* EXERCISE BRIEF *
Your answer needs to include each line of the records in which the string "target" can be found.

* SUPPLIED ENTRIES *
-------------------------

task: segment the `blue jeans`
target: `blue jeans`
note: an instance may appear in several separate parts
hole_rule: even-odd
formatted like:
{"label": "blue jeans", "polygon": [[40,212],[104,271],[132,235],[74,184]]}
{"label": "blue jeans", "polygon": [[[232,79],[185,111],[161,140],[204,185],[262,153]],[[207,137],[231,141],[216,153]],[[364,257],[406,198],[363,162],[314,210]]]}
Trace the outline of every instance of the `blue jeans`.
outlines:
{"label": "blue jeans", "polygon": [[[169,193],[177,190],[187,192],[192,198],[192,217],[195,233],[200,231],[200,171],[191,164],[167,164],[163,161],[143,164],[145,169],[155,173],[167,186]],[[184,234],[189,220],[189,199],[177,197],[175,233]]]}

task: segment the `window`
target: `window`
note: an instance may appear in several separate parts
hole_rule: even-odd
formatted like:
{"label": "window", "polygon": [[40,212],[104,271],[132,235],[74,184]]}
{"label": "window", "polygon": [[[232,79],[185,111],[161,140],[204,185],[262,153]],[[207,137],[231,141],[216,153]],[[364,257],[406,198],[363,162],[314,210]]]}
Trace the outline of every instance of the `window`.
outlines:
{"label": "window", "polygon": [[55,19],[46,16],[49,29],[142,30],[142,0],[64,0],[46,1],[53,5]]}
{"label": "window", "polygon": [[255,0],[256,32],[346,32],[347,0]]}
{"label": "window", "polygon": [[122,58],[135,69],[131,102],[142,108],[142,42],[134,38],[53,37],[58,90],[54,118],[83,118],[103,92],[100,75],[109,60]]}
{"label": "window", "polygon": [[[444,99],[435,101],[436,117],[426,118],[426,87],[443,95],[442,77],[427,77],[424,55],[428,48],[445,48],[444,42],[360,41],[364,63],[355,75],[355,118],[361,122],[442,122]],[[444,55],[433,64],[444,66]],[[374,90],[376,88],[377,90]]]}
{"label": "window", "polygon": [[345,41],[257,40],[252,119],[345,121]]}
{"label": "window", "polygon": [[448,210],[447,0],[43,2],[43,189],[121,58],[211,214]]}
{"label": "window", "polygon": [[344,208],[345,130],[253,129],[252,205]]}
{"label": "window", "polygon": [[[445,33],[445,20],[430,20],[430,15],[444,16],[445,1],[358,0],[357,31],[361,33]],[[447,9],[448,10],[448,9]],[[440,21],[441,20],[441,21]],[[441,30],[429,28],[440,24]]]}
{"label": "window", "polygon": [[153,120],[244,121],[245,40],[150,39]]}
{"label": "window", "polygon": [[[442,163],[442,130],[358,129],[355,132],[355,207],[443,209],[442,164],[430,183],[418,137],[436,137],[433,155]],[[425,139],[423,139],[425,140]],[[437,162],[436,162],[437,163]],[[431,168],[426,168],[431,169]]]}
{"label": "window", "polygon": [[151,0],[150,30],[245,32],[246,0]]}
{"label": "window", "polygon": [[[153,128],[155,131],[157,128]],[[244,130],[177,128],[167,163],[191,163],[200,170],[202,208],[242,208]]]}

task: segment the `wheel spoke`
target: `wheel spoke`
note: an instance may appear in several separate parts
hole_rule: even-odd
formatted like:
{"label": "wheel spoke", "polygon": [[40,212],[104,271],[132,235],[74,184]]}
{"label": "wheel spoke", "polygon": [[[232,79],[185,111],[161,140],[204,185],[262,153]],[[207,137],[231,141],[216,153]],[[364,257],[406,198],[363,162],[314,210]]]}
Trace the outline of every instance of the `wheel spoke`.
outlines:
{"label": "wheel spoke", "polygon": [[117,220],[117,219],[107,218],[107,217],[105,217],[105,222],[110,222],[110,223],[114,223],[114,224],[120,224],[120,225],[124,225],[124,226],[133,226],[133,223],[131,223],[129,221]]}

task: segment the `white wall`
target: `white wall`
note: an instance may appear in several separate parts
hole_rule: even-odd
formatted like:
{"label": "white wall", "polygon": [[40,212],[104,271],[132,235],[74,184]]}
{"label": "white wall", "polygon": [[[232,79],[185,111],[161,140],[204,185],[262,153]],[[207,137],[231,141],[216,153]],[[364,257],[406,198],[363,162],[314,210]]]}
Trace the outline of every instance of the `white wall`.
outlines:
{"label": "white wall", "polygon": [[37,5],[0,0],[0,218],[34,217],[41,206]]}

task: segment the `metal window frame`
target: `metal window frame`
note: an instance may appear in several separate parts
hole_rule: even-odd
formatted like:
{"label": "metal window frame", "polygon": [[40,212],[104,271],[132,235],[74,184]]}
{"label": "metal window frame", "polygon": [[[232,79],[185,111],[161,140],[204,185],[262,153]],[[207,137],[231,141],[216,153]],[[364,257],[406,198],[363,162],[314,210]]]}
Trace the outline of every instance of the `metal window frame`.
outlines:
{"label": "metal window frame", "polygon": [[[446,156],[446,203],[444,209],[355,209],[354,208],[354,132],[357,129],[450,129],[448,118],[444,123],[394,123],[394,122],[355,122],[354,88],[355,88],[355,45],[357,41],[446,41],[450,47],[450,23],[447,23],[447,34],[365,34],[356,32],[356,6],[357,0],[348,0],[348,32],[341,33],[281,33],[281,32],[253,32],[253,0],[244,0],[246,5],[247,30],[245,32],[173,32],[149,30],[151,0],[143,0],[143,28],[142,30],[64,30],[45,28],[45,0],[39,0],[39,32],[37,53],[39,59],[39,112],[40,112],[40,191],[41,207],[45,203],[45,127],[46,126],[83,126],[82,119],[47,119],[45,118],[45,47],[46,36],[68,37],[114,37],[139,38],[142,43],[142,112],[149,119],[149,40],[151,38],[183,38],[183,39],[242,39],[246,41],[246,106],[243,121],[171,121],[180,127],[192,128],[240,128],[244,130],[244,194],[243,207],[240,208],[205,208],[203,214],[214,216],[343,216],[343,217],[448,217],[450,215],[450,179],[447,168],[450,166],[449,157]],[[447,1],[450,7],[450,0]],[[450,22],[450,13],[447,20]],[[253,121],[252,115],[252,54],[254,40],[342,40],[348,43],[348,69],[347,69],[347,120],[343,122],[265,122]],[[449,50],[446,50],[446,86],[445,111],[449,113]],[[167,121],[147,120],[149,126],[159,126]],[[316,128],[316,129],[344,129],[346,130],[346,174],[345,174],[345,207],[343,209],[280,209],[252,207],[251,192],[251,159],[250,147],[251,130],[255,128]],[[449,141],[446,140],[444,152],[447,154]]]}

-------------------------

* ANSWER SPACE *
target: `blue jeans`
target: `window`
target: `wheel spoke`
target: `white wall`
target: `metal window frame`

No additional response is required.